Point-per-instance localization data

********************

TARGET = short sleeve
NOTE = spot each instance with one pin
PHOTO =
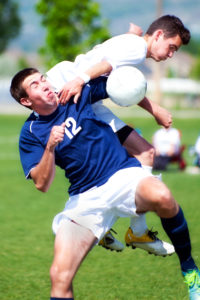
(31, 151)
(126, 49)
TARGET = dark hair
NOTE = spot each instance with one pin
(16, 89)
(171, 26)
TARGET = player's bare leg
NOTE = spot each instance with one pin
(72, 244)
(138, 235)
(153, 195)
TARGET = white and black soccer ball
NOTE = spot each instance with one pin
(126, 86)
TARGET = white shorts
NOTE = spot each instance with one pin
(105, 114)
(99, 208)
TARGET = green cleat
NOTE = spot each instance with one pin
(192, 279)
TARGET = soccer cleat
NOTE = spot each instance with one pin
(110, 242)
(192, 279)
(149, 242)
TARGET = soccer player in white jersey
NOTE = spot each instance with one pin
(105, 182)
(163, 37)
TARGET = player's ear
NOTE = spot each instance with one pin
(26, 102)
(158, 33)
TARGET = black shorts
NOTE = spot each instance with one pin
(123, 133)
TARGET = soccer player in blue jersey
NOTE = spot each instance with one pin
(162, 39)
(105, 182)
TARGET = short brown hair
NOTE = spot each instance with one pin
(16, 89)
(171, 26)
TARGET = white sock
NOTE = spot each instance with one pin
(138, 225)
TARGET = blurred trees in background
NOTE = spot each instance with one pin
(10, 22)
(72, 27)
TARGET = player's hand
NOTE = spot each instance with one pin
(135, 29)
(70, 89)
(56, 136)
(163, 117)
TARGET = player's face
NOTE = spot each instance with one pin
(41, 97)
(163, 48)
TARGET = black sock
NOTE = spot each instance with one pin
(177, 230)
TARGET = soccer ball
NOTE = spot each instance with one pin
(126, 86)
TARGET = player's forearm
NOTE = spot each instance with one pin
(43, 174)
(148, 105)
(98, 69)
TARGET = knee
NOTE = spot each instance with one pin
(148, 156)
(165, 204)
(60, 278)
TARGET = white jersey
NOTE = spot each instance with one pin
(126, 49)
(164, 139)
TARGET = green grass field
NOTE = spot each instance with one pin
(26, 239)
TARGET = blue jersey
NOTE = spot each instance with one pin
(90, 152)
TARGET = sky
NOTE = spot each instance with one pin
(118, 13)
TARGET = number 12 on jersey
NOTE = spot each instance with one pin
(71, 128)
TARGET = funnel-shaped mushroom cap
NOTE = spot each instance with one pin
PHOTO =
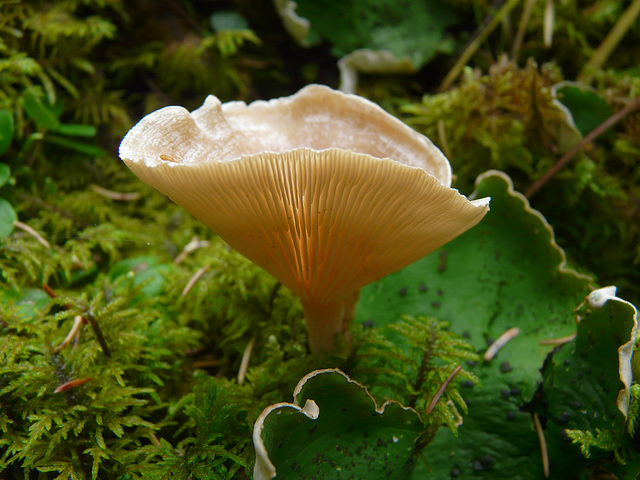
(324, 190)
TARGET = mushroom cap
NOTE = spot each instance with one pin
(356, 196)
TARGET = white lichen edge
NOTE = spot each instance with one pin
(597, 299)
(264, 469)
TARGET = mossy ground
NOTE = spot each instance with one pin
(158, 396)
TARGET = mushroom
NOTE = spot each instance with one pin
(324, 190)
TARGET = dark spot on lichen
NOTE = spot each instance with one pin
(442, 260)
(368, 323)
(563, 418)
(505, 367)
(487, 462)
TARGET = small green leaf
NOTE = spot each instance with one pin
(8, 217)
(228, 20)
(5, 173)
(587, 108)
(6, 131)
(27, 303)
(146, 271)
(77, 130)
(82, 147)
(40, 112)
(339, 433)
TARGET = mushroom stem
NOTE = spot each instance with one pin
(325, 321)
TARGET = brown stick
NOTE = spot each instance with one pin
(592, 135)
(441, 390)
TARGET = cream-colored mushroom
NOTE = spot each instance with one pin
(324, 190)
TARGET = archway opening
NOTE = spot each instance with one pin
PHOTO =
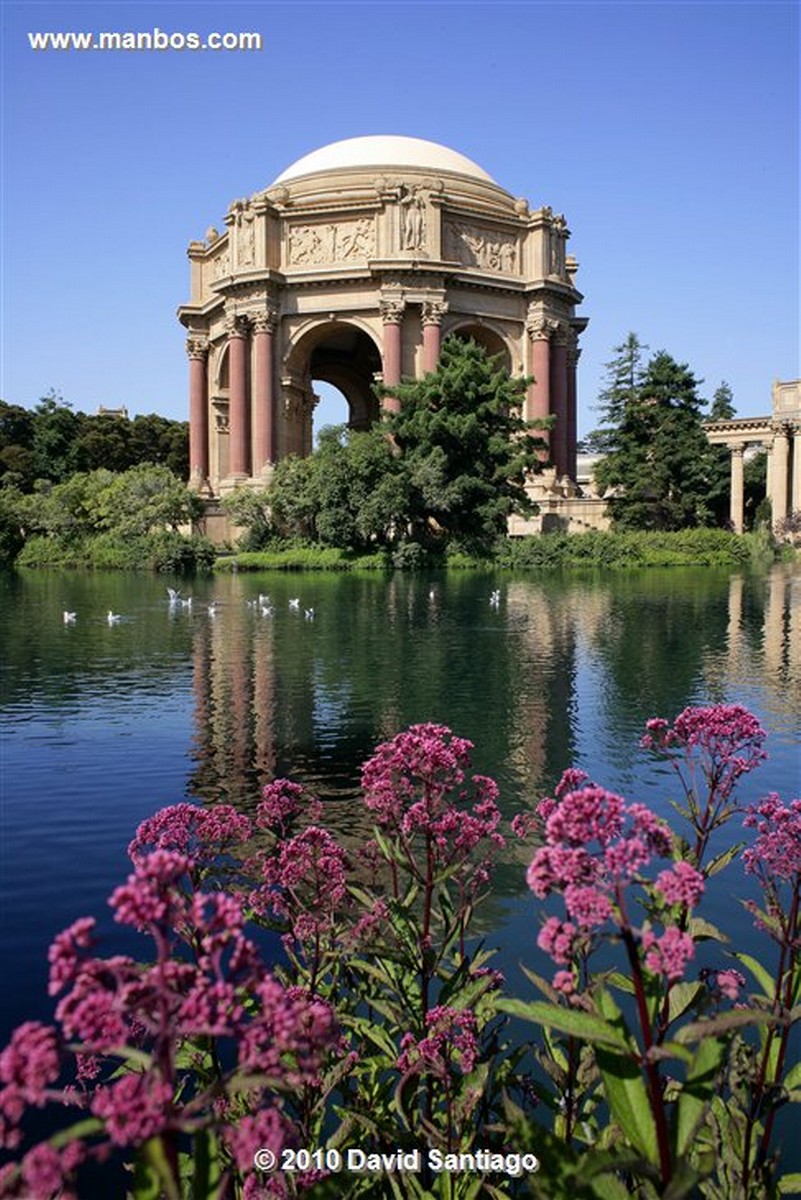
(332, 408)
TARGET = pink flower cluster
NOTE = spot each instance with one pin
(777, 850)
(596, 845)
(205, 978)
(450, 1043)
(726, 739)
(410, 785)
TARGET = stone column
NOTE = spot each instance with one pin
(197, 347)
(537, 400)
(736, 490)
(559, 438)
(432, 318)
(264, 393)
(795, 489)
(392, 317)
(573, 355)
(778, 475)
(238, 423)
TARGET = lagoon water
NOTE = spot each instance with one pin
(102, 724)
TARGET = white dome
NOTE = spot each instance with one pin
(383, 151)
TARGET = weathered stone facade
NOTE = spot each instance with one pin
(350, 268)
(780, 435)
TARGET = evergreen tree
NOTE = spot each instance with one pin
(660, 461)
(464, 448)
(625, 377)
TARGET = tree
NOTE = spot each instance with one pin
(660, 461)
(464, 447)
(625, 376)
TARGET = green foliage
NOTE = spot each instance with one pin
(52, 442)
(658, 465)
(464, 447)
(628, 549)
(102, 519)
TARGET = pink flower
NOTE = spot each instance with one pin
(558, 940)
(134, 1108)
(777, 850)
(31, 1060)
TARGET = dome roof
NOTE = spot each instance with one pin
(384, 153)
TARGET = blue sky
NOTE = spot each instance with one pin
(666, 132)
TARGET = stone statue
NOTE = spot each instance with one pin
(413, 220)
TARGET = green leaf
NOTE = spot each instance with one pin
(727, 1023)
(702, 929)
(758, 971)
(566, 1020)
(697, 1091)
(682, 997)
(722, 861)
(627, 1096)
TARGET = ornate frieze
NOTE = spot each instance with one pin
(474, 245)
(342, 243)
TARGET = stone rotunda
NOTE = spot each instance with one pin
(350, 268)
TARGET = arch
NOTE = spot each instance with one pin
(493, 342)
(344, 354)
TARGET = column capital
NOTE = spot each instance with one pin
(197, 346)
(562, 334)
(265, 321)
(236, 324)
(540, 329)
(391, 307)
(433, 311)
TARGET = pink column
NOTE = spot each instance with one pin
(264, 448)
(432, 318)
(198, 349)
(238, 397)
(538, 394)
(559, 438)
(392, 315)
(573, 354)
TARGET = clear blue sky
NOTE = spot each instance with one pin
(666, 132)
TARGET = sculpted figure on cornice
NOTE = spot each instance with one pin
(221, 265)
(345, 241)
(492, 250)
(413, 219)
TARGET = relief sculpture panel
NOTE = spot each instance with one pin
(492, 250)
(343, 243)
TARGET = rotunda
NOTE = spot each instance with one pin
(350, 268)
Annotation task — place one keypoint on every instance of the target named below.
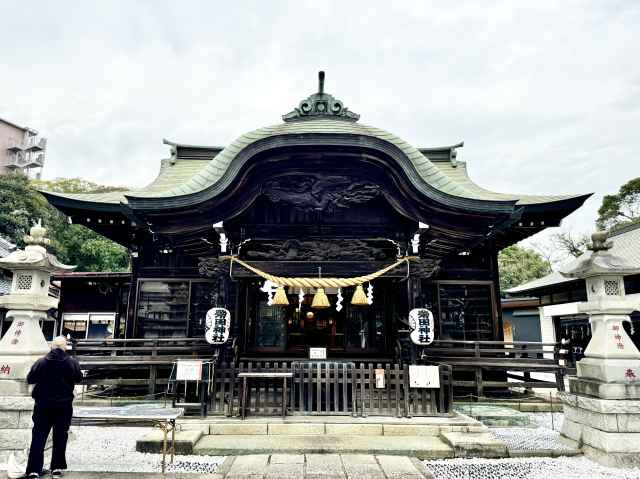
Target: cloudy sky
(545, 95)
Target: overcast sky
(545, 96)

********************

◆ Work required:
What you give back should be exactly the lines from the top of the data above down to and including the line with "TARGET = black shorts", minus any pictures.

◆ Output:
TARGET = short sleeve
NOTE = spot each instance with one pin
PHOTO =
(31, 151)
(126, 49)
TARGET = dark hair
NOTE = spot each instance with one pin
(16, 89)
(171, 26)
TARGET = player's bare leg
NOTE = spot each instance with one pin
(72, 244)
(138, 235)
(153, 195)
TARGET = white and black soccer ball
NOTE = spot each instance with one pin
(126, 86)
TARGET = white shorts
NOTE = spot each instance with one pin
(105, 114)
(99, 208)
TARGET = green cleat
NOTE = spot each instance with one pin
(192, 279)
TARGET = soccer cleat
NOTE = spot each instance with one pin
(110, 242)
(192, 279)
(149, 242)
TARGET = soccer player in white jersey
NOTE = spot each instance with one pin
(105, 182)
(163, 37)
TARGET = player's ear
NOTE = spot each instance with one pin
(26, 102)
(158, 33)
TARGET = black shorts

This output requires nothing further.